_TÂCHE DEMANDÉE_
Réécrivez toutes les lignes ci-dessous en remplaçant « Inventory check » par « Stock check », sans rien modifier d'autre. Ne reprenez pas les images dans votre réponse.

_DONNÉES FOURNIES_
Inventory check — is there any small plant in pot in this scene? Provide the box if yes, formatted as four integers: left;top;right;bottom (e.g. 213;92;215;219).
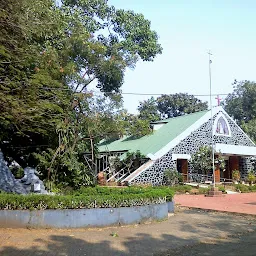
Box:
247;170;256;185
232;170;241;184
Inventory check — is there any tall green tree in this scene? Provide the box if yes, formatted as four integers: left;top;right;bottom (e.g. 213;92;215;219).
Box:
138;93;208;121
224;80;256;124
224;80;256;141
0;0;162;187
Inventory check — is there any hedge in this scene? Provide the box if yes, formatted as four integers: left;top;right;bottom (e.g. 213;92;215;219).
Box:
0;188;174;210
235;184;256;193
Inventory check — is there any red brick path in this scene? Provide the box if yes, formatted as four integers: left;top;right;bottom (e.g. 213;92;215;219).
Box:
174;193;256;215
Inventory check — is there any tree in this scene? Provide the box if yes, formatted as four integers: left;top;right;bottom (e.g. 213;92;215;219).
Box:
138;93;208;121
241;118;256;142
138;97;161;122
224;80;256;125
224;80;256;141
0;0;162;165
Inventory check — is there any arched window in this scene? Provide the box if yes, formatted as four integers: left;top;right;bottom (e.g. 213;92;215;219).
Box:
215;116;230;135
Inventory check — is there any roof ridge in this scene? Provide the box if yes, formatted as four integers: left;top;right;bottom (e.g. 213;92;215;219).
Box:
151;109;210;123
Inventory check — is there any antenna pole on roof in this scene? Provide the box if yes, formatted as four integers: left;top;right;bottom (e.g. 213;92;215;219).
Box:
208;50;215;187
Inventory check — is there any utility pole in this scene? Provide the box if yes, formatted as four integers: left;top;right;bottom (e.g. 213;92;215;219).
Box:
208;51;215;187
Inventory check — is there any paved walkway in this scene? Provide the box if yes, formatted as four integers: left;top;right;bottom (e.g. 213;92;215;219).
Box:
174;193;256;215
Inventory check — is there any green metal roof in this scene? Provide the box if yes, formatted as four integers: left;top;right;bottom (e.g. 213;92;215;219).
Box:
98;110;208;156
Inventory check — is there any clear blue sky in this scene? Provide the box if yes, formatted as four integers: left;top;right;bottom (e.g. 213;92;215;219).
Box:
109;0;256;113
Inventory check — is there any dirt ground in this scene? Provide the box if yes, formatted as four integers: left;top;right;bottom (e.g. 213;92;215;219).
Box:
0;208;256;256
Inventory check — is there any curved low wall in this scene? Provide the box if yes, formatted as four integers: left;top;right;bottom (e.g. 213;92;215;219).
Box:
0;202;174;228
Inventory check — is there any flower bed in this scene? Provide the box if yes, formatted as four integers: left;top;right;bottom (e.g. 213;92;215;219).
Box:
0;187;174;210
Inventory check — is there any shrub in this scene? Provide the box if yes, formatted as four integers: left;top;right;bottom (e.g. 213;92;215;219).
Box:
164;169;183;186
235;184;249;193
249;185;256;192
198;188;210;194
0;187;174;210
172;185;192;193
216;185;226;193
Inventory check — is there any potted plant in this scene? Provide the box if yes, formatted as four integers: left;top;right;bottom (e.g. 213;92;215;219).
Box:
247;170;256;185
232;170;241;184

_RÉPONSE_
Stock check — is there any small plant in pot in this scene? Provide the box if yes, formatted as four integers: left;top;right;bottom (e.g. 213;92;215;219).
Box:
247;170;256;185
232;170;241;184
Stock check — is there any tall green tree in this scene? Provide the box if yes, formatted as four integers: left;top;right;bottom (e.g. 213;92;215;219).
Box:
138;93;208;121
224;80;256;124
224;80;256;141
0;0;162;187
Stock check — is there any hedge in this scene? Provide the box if yes, formatted as four integers: left;top;right;bottom (e.g. 213;92;215;219).
Box:
0;188;174;210
235;184;256;193
Stock check — is there any red brick path in this scene? Provide the box if yes, formatted as four integers: left;top;right;bottom (e.g. 213;92;215;219).
Box:
174;193;256;215
Stock check — is there any tree in this scene? Provide the box if yes, formatted as four integers: left;top;right;bottom (e.g. 213;92;215;219).
Box:
138;93;208;121
241;118;256;142
138;97;161;122
224;80;256;125
224;80;256;141
0;0;162;165
Stock check — is there any arched window in this scene? Provide the box if yes, formatted as four integers: left;top;right;bottom (e.g. 213;92;215;219).
Box:
215;116;230;135
Stock check — is there any roof ridge in this scene? Provide the box if yes, formatted as four integers: left;top;right;bottom (e.g. 213;92;215;219).
Box:
151;109;210;123
Stock check — is there any antenna pole on roof in this scene? Provide the box if yes, formatted as four integers: left;top;right;bottom (e.g. 213;92;215;219).
Box:
208;50;215;187
Stock check — is there any utility pole in this scene? Provide the box if yes, formatted as four integers: left;top;right;bottom (e.g. 213;92;215;219).
Box:
208;51;215;187
Stock check — is there any paved walkway in this scene? Provide the box if yes, formatted as four integers: left;top;right;bottom (e.g. 213;92;215;219).
Box:
174;193;256;215
Stock check — is there any green metal roof in this scene? Provide the box if yes, formatted as four integers: left;top;right;bottom (e.g. 213;92;215;219).
Box:
98;110;208;156
Stock check — is there any clear blue sky in this scene? Provide the box if yes, formatted as four integers: left;top;right;bottom (e.g. 213;92;215;219).
Box:
109;0;256;113
Stock check — is there any dirt ground in this scene? Provide the box if yes, formatted as four integers: left;top;right;bottom (e.g. 213;92;215;219).
Box:
0;208;256;256
Stock check — is there any curved low wall in this scene? Provide the box if yes, formatted as four integers: left;top;right;bottom (e.g. 213;92;215;219).
Box:
0;202;174;228
Stock check — is there any flower bed in this scene? Provide the box if yes, formatted as four integers: left;top;right;bottom (e.g. 213;92;215;219).
Box:
0;187;174;210
Stock check — is there any shrub in this scene? Provide the box if yes, formatted as four integers: left;top;right;bottom (e.g. 213;92;215;219).
Box:
164;169;183;186
235;184;249;193
249;185;256;192
198;188;210;194
0;187;174;210
172;185;192;193
216;185;226;193
Stock check — is there any potted plant in this scene? Provide the box if yes, formatted as four integers: left;top;right;bottom (e.g. 213;92;215;219).
Box:
247;170;256;185
232;170;241;184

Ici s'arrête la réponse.